**TO DO**
Starting with the line that contains "Task: annotate a point on every instance of the young" and stopping after the line that contains "Task: annotate a point on every instance of the team", return each line below exactly as written, with no others.
(DATA EXTRACT begins)
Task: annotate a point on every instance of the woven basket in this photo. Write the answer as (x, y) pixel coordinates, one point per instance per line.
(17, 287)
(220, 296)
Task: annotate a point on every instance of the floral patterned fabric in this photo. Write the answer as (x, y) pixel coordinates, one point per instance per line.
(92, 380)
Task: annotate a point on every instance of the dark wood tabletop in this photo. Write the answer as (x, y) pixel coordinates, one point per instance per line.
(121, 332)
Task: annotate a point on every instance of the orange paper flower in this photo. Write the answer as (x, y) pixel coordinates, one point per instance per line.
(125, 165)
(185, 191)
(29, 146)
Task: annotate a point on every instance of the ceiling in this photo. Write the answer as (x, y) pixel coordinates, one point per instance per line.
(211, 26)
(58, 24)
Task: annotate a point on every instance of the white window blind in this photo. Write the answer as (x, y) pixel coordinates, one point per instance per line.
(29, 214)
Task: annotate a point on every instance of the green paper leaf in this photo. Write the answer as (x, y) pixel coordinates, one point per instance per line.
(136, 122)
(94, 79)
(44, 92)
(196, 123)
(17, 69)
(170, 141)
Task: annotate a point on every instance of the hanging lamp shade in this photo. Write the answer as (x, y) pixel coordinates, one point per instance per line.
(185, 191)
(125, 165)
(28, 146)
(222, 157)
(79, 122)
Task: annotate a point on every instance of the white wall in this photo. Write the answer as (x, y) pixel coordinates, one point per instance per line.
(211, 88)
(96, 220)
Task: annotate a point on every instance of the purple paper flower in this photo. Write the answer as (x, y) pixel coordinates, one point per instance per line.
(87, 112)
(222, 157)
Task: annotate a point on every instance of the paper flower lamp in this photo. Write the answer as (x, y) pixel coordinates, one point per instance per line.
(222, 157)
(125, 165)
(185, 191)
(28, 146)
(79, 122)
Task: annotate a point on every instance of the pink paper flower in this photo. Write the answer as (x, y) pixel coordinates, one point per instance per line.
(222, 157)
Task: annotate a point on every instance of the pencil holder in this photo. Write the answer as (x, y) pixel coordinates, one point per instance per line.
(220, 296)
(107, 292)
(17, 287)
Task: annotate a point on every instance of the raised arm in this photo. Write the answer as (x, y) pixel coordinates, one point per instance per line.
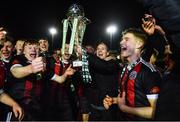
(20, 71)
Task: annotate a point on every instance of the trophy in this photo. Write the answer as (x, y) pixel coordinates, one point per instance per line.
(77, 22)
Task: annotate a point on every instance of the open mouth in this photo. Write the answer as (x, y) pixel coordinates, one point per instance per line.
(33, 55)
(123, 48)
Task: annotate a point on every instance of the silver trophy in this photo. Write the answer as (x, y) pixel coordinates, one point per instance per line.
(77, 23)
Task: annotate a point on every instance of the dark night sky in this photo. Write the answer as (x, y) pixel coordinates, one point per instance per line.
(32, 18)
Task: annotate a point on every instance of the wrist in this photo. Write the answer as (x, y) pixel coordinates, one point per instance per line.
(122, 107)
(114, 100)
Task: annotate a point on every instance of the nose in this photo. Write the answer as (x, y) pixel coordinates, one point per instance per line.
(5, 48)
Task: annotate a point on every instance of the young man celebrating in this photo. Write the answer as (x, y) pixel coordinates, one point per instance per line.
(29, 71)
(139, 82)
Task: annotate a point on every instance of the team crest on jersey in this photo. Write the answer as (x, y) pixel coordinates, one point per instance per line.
(DATA EXTRACT ends)
(DATA EXTRACT begins)
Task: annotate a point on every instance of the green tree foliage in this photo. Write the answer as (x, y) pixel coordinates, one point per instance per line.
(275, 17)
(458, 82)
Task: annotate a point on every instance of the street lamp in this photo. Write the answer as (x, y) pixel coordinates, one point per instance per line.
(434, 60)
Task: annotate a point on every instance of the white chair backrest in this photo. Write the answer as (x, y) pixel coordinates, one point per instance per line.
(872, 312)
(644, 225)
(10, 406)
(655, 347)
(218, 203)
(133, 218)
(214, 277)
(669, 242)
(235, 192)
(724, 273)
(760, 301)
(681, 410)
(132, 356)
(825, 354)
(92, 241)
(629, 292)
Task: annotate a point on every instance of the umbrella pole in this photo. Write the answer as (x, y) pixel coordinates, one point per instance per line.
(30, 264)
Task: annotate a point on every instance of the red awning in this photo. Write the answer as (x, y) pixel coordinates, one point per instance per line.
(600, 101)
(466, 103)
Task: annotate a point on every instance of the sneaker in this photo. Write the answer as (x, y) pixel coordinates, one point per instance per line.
(DATA EXTRACT ends)
(DATA EXTRACT begins)
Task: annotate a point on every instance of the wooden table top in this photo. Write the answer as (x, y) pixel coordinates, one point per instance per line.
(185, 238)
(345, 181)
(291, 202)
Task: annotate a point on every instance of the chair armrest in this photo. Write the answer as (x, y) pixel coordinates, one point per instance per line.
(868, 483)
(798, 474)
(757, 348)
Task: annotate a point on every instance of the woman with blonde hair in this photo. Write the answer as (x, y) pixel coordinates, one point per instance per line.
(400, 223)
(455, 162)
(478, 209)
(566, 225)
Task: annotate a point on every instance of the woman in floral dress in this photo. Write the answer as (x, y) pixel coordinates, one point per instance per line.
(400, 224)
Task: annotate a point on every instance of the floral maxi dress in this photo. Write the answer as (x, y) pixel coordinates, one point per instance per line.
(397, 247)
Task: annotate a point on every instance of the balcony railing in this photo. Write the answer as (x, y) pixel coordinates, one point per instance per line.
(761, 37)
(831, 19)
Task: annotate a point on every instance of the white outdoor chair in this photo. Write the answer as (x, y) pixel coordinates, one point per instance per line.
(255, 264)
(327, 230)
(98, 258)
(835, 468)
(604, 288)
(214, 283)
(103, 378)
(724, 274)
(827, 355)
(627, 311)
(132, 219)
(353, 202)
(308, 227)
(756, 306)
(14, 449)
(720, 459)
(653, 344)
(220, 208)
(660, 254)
(DATA EXTRACT ends)
**TASK ANSWER**
Task: annotate a point on every instance of the young man celebrating in this photo. Write the answer as (x, y) pixel coordinates, one point per instance per line.
(29, 71)
(139, 82)
Task: annotate a point on every instance of the team crest on jersey in this photo. Write the answer as (x, y) pixel coordinates, one point per instance per line.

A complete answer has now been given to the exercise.